* PROBLEM TO WORK ON:
Recast every item below as one numbered list, omitting blank lines and leaving the pictures out of your answer.

○ ○ ○

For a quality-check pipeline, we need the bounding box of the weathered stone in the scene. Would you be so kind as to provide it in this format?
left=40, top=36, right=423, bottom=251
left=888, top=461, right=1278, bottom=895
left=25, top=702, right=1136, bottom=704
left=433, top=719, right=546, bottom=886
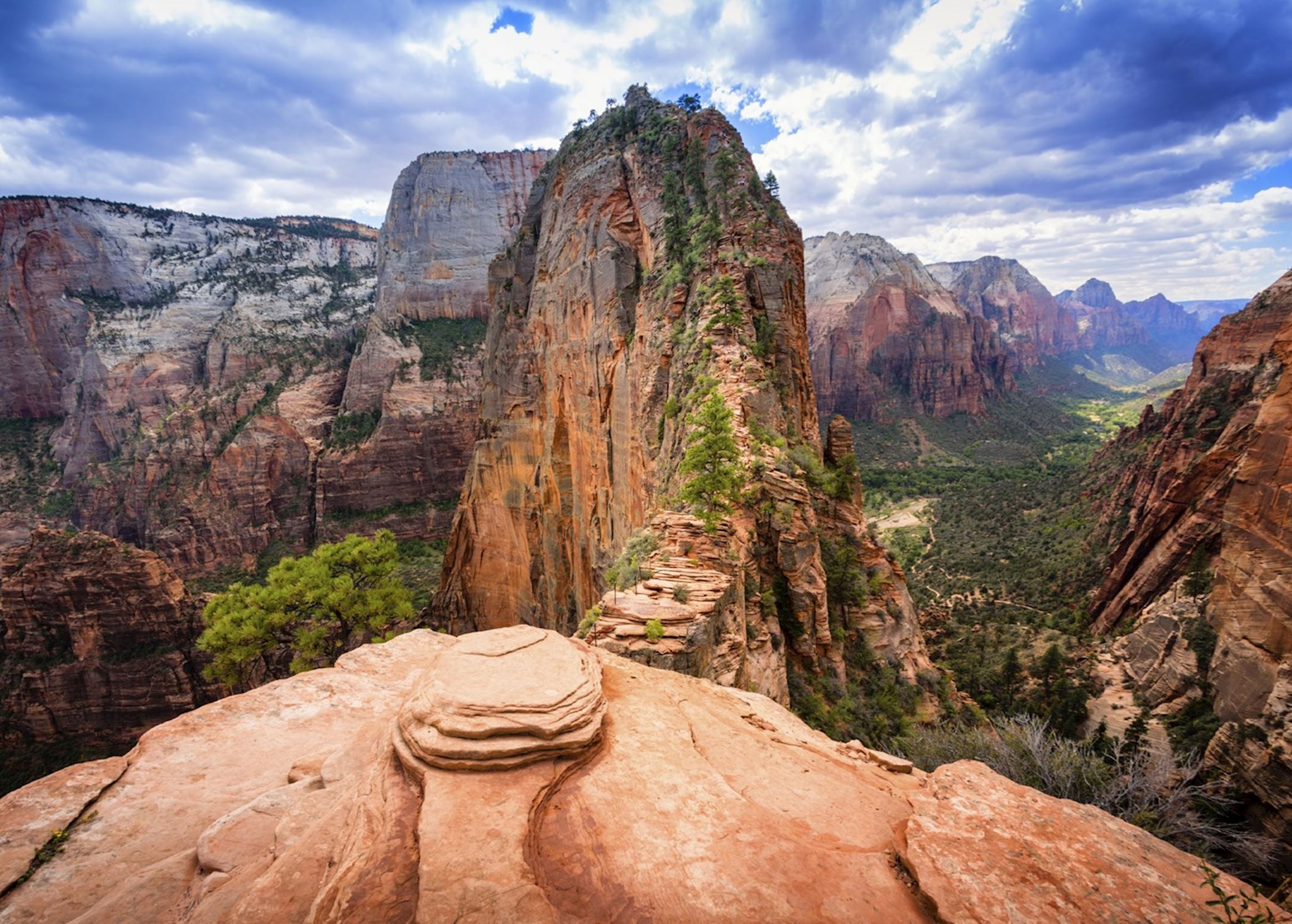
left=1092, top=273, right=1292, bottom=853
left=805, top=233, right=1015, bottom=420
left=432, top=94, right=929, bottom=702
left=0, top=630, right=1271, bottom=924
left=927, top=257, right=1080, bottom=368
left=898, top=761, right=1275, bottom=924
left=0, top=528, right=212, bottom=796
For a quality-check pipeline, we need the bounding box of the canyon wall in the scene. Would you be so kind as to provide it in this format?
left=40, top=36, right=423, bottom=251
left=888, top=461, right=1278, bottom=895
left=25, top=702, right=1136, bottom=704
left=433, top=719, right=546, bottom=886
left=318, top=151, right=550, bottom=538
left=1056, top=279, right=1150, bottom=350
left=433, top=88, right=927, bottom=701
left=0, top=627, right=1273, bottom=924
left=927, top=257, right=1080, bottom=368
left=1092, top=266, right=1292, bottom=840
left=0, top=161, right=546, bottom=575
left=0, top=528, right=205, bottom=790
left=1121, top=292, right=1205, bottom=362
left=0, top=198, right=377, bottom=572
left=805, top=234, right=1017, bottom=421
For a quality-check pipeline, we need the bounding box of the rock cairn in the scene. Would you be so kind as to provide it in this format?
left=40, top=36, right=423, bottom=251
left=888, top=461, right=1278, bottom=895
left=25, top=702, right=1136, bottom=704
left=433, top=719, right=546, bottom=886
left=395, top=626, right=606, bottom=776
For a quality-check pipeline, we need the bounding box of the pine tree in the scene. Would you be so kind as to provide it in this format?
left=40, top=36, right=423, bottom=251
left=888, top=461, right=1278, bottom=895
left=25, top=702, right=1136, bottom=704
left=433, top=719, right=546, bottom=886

○ ○ ○

* THE SOLUTION:
1. For a quality-check pipeline, we need the bounding box of the weathered stone in the scene. Would you be so kind as to provide it in this format?
2. left=40, top=36, right=423, bottom=251
3. left=888, top=461, right=1278, bottom=895
4. left=25, top=702, right=1136, bottom=704
5. left=433, top=719, right=546, bottom=886
6. left=1092, top=273, right=1292, bottom=853
7. left=805, top=233, right=1015, bottom=420
8. left=432, top=94, right=929, bottom=702
9. left=0, top=630, right=1271, bottom=924
10. left=927, top=257, right=1080, bottom=368
11. left=898, top=761, right=1275, bottom=924
12. left=0, top=528, right=212, bottom=796
13. For a quality-check pipeline, we need the bounding box of the canyon wall in the scene. Would you be so kind as to provide it in this format?
14. left=40, top=36, right=423, bottom=251
15. left=888, top=461, right=1278, bottom=895
16. left=25, top=702, right=1136, bottom=704
17. left=433, top=719, right=546, bottom=886
18. left=318, top=151, right=550, bottom=538
19. left=1056, top=279, right=1150, bottom=350
20. left=433, top=88, right=927, bottom=701
21. left=0, top=627, right=1273, bottom=924
22. left=927, top=257, right=1080, bottom=368
23. left=1092, top=266, right=1292, bottom=840
24. left=0, top=161, right=546, bottom=575
25. left=0, top=528, right=205, bottom=790
26. left=1121, top=292, right=1205, bottom=362
27. left=0, top=198, right=377, bottom=572
28. left=805, top=234, right=1017, bottom=421
29. For a quality-check pipeline, we need the bounding box of the rock cairn in the scene. Would you be so kind as to provide it in this format?
30. left=40, top=36, right=423, bottom=251
31. left=888, top=461, right=1278, bottom=895
32. left=25, top=702, right=1136, bottom=704
33. left=433, top=719, right=546, bottom=886
34. left=395, top=626, right=606, bottom=776
35. For a quality-check pipeline, we need the bounding box of the pine tree in the scene. Would you be so kind as to provide it in this format?
36. left=40, top=36, right=423, bottom=251
37. left=888, top=461, right=1278, bottom=895
38. left=25, top=702, right=1136, bottom=704
39. left=433, top=719, right=546, bottom=886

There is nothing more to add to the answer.